Work to do —
Transcribe the full listing below exactly.

□ □ □

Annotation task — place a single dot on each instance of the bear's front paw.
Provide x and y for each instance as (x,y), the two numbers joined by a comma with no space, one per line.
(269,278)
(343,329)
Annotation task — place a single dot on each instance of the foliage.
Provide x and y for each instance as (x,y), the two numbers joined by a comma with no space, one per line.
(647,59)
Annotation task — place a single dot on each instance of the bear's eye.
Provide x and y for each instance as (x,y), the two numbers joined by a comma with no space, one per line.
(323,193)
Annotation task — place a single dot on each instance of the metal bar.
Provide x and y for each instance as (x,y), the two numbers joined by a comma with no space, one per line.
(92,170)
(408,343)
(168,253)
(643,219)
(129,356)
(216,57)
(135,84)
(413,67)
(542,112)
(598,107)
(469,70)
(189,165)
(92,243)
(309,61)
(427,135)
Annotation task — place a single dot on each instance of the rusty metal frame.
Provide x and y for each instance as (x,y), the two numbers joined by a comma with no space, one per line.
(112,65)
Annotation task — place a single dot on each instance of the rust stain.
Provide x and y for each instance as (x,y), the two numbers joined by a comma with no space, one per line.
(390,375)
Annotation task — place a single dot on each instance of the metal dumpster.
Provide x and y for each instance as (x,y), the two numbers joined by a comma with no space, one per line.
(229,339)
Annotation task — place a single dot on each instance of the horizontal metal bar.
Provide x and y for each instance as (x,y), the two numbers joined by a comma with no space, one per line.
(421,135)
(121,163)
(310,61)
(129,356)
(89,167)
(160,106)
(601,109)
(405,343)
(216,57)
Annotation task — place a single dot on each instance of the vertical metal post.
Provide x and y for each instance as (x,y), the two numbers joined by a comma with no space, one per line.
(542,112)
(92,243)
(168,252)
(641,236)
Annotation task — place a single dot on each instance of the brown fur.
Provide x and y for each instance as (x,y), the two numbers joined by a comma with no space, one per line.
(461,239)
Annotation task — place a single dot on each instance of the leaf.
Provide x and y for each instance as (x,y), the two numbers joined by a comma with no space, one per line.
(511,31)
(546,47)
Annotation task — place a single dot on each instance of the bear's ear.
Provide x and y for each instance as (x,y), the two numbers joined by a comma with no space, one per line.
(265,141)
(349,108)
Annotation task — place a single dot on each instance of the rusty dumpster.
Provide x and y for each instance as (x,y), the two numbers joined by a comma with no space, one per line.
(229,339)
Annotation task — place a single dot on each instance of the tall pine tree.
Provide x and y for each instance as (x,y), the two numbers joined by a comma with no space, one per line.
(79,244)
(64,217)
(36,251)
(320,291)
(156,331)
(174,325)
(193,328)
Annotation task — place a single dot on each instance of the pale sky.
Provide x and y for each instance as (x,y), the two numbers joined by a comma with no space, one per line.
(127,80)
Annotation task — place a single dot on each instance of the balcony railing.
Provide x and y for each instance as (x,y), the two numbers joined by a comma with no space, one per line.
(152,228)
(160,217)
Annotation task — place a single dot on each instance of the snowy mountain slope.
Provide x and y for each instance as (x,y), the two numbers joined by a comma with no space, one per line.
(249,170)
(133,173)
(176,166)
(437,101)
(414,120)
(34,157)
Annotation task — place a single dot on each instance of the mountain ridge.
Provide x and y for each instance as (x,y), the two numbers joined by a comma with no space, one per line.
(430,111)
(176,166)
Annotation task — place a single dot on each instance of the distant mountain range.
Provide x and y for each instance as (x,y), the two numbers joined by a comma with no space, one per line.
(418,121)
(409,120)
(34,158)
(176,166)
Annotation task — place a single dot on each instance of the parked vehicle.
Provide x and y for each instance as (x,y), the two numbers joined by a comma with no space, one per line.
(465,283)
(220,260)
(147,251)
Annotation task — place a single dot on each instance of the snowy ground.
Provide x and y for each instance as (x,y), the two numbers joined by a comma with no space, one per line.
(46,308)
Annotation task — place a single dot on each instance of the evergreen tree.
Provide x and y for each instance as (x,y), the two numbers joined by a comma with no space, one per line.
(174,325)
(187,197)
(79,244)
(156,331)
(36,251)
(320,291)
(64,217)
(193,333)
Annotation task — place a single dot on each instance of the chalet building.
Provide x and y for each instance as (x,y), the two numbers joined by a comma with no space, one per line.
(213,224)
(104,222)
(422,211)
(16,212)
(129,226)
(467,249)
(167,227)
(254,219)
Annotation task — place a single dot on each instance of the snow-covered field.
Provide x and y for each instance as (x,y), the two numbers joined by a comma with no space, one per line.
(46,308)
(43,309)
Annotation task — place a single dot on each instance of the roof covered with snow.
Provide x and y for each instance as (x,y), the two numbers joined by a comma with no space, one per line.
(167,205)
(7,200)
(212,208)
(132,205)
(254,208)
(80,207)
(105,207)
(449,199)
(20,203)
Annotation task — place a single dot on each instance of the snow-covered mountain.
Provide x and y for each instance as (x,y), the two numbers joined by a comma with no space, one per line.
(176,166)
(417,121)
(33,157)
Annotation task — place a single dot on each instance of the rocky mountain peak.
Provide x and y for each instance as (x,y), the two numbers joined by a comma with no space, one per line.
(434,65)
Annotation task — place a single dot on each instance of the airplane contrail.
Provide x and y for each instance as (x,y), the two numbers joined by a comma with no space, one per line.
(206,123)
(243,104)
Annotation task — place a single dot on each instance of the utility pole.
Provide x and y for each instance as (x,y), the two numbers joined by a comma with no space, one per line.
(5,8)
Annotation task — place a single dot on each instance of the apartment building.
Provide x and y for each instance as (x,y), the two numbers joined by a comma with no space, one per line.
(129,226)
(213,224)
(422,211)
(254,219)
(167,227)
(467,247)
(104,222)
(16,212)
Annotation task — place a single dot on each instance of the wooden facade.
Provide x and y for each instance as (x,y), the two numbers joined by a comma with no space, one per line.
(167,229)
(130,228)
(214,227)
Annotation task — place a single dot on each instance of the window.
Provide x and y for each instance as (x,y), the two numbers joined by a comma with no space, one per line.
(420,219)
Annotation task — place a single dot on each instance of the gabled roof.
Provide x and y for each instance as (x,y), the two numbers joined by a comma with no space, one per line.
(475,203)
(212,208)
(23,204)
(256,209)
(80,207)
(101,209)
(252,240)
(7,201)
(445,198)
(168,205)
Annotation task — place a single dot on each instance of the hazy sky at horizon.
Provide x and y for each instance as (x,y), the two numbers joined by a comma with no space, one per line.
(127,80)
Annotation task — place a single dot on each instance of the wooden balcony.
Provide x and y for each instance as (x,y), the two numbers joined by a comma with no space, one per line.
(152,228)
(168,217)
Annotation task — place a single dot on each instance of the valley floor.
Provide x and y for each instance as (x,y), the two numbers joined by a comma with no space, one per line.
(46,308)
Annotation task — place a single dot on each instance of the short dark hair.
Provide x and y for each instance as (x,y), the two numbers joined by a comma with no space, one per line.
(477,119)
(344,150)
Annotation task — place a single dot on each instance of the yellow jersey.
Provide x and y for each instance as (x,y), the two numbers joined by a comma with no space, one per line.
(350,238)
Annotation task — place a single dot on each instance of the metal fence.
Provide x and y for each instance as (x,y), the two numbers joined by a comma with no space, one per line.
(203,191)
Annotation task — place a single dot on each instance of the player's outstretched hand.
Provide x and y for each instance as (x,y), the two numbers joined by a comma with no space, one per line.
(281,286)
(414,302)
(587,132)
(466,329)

□ □ □

Task response —
Annotation task — place a single dot on each instance of the bear's front paw.
Provide x and y for each instance as (x,y), the two numbers joined by a comma with no space, one per line.
(269,278)
(343,329)
Annotation task — place a single dot on each instance of the foliage.
Provide x and y for each instance as (x,y), the two numbers joined by a comma with no space, one per line.
(647,59)
Annotation task — place a single dot on each instance of the bear's eye.
Provide x and y for each instance as (x,y), the two numbers joined by a comma with no space, one per line.
(323,193)
Annotation task — place a single dot on each instance of the metal bar.
Provide x and y for each instance as (x,y), the two numbers joined by a comma with no space, one per line.
(92,170)
(408,343)
(168,253)
(643,219)
(129,356)
(216,57)
(135,84)
(413,67)
(542,112)
(598,107)
(469,70)
(189,165)
(92,243)
(309,61)
(427,135)
Annotation task — place a single dot on each instance of the rusty metal frame.
Provide x and y for each instance as (x,y), the two numbers joined by a comma with no space, one per line.
(112,65)
Annotation task — place a single dot on each instance of the rust stain.
Provide x and y for each instance as (x,y), the two numbers joined by a comma with no space, one per line.
(390,375)
Annotation task — place a single dot on each instance of the metal dumpster.
Provide x and y for each instance as (x,y), the two numbers joined by a comma with no space, one per line.
(229,339)
Annotation task — place a single dot on each instance of the horizontal metal bar.
Provide x and y for each instance as (x,y), the two numbers joined by a comma with no space, one per line.
(421,135)
(121,163)
(310,61)
(129,356)
(89,167)
(160,106)
(601,109)
(405,343)
(216,57)
Annotation task — place a single dot on each instance of the vertical metal post.
Provide x and y for each instance as (x,y), the two numbers joined by a comma with no space, one per line.
(542,112)
(92,243)
(168,252)
(641,236)
Annotation task — place a single dot on each instance of the brown fur.
Provide x and y for each instance as (x,y), the two numbers joined by a comma with no space, one per line.
(461,239)
Annotation task — place a single dot on each instance of the leaf.
Provide x and y for each instance as (x,y), the two numbers joined by a comma with no space, one per line.
(511,31)
(546,47)
Annotation task — place a single dot on each instance of the bear's ear.
Provide x and y for each instance as (x,y), the two numbers joined by a comma with no space, one per line.
(265,141)
(349,108)
Annotation task — place a single dot on each instance of the rusty dumpster.
Provide x and y for each instance as (x,y), the two numbers joined by a comma with no space, one per line.
(229,339)
Annotation task — place a single dot on each instance of the tall pine tree.
Provide x and y for each instance as (x,y), the two numbers joined by a comma with no space, one per line.
(79,244)
(64,217)
(36,251)
(320,291)
(156,331)
(174,325)
(193,328)
Annotation task — place a single dot on each instance of the pale sky.
Provide x and y for each instance as (x,y), the two numbers joined by a comma with no space, one per line.
(127,80)
Annotation task — place a single dot on each instance of the balcony railing.
Provide x and y for each instance as (x,y), the two numbers joined by a comma with no space, one per line.
(152,228)
(160,217)
Annotation task — place a single dot on each instance of the snowy mountain slope.
Provide x and y for each instance as (x,y), the two numbers joined by a comma with no space, one per line.
(249,170)
(133,173)
(176,166)
(437,101)
(414,120)
(34,157)
Annotation task — place a single dot on each instance of the mountain ridge.
Provide x and y for each instance as (x,y), the two numbers joined by a comma with no space, one per line.
(430,111)
(176,166)
Annotation task — place a single dot on each instance of the distant mountain range.
Provide x and y for each instance as (x,y), the two numbers joined by a comma with no space, one per line.
(418,121)
(409,120)
(34,158)
(176,166)
Annotation task — place a single dot on each instance of the parked vehicle.
Provide x and y for each instance as (x,y), the two numbers joined by a comma with no space, one per line.
(465,283)
(220,260)
(147,251)
Annotation task — place a single dot on each instance of the snowy ground.
Provide x and y for each instance as (x,y), the two numbers joined by a comma with no space, one per line.
(46,308)
Annotation task — place a single dot on each instance of the evergreen tree.
Provide x and y for each instance as (x,y), the two numbers joined by a comma with no space, one per line.
(174,325)
(187,197)
(79,244)
(156,331)
(36,251)
(320,291)
(64,217)
(193,333)
Annotation task — place a single dot on each instance of the chalet building.
Provide x and y for each instance as (x,y), the two numbers joined by a comma with no space, one per line.
(213,224)
(104,222)
(422,211)
(16,212)
(129,226)
(467,249)
(167,227)
(254,219)
Annotation task — place a single dot on each instance of the snow-covered field.
Provide x and y for each instance as (x,y), the two numbers joined by a comma with no space, one per line.
(46,308)
(43,309)
Annotation task — place a single dot on each instance of the roof covered with snow.
Provide x and y for each instance as (x,y), the two numbers joined by a comma with no space, one per line.
(167,205)
(7,200)
(212,208)
(132,205)
(254,208)
(80,207)
(105,207)
(449,199)
(20,203)
Annotation task — place a single dot on each instance of the snow-covered mountain.
Provide x and y for each instance as (x,y), the two numbers joined by a comma with no space, one per line.
(176,166)
(417,121)
(33,157)
Annotation task — place a single dot on each instance of the rocky mountain peak.
Provide x and y for each instance as (x,y), the two numbers joined by a comma with no space, one per line.
(434,65)
Annotation task — place a single dot on each instance of the airplane contrail.
Provide x and y for each instance as (x,y), the two numbers joined by a comma with no space, one per line.
(206,123)
(243,104)
Annotation task — place a single dot on each instance of the utility pole.
Provide x and y for each instance as (x,y), the two numbers joined by a comma with no space, one per line.
(5,8)
Annotation task — place a single dot on each instance of the apartment building.
Provide x and y for each instance as (x,y), the two numbers joined by a comma with no space, one per line.
(129,226)
(213,224)
(422,211)
(254,219)
(167,227)
(467,247)
(104,222)
(16,212)
Annotation task — place a single dot on each instance of the wooden facade.
Provide x and y for each instance as (x,y), the two numbers joined by a comma with no space, one per line.
(167,229)
(130,228)
(214,227)
Annotation task — place a single dot on each instance of the window.
Provide x and y for each instance as (x,y), the two numbers joined by a comma with no space, one per line.
(420,219)
Annotation task — place a single dot on each instance of the gabled roof.
Provide x and y for each instance as (x,y), the two numbers joined by a comma with no space, one per line.
(475,203)
(212,208)
(23,204)
(256,209)
(80,207)
(101,209)
(252,240)
(7,201)
(445,198)
(168,205)
Annotation task — place a single dot on each instance of the hazy sky at horizon.
Provide x and y for each instance as (x,y), the two numbers joined by a comma with no space, one per line.
(127,80)
Annotation task — place a single dot on each instance of the wooden balcony.
Provide x and y for each instance as (x,y), the two numbers joined by a comma with no space, one per line.
(152,228)
(168,217)
Annotation task — place a single dot on each instance of the valley floor.
Provide x and y for each instance as (x,y), the two numbers joined by a comma with no space, one per line.
(46,308)
Annotation task — place a single dot on each instance of the short dark hair.
Provide x and y for each instance as (x,y), the two numbers joined by a comma with no space, one per line.
(477,119)
(344,150)
Annotation task — place a single dot on each instance of the yellow jersey.
Provide x and y for each instance as (x,y), the two numbers joined by a comma with no space, one per line.
(350,238)
Annotation task — place a single dot on each instance of the metal fence.
Provide x and y for each instance as (x,y), the two numbers joined by a comma with no space, one per line.
(203,191)
Annotation task — place a single dot on each instance of the player's outstretched hand.
Provide x and y for each instance as (x,y), the two numbers joined by a comma with no space, one per line.
(281,286)
(414,302)
(587,132)
(466,329)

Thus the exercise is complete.